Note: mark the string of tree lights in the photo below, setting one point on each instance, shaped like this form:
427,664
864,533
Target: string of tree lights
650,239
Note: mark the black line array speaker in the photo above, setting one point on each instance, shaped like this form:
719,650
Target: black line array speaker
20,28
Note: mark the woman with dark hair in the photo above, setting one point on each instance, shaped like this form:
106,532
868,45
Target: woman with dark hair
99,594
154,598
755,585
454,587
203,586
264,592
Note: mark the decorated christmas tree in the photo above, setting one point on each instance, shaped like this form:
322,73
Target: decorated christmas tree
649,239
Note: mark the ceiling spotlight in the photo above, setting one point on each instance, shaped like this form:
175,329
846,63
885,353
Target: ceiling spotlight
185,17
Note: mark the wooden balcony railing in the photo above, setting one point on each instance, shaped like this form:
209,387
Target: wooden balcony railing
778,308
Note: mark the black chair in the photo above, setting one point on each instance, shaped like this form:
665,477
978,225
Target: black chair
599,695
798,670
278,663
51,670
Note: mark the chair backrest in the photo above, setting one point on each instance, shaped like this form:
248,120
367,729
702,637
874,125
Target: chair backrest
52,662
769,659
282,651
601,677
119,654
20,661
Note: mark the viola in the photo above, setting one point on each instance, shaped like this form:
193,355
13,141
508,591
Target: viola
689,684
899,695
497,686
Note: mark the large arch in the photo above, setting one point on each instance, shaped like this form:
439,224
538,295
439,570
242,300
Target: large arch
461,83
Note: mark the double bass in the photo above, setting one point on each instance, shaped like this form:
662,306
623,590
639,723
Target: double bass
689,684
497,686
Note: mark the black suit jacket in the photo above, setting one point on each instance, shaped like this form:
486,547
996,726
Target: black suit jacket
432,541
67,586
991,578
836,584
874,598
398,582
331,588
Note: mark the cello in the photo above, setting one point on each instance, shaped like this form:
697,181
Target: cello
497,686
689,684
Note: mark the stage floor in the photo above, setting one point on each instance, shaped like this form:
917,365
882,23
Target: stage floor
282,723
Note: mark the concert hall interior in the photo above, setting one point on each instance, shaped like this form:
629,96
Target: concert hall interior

###

WHAT IS REQUIRED: Set down only the lines above that fall between the line holding "Target: ceiling spotlight" and the line holding "Note: mark the black chair", inclusive, keeping each exact.

EXERCISE RESPONSE:
Target: ceiling spotlight
185,17
Note: mark the wooden balcony railing in the photo above, setting one point on each instance, shaped like this form:
209,387
Target: wooden balcony railing
778,308
Note: mark the black chair in the photo above, setting one point on each instance, shaped like this form:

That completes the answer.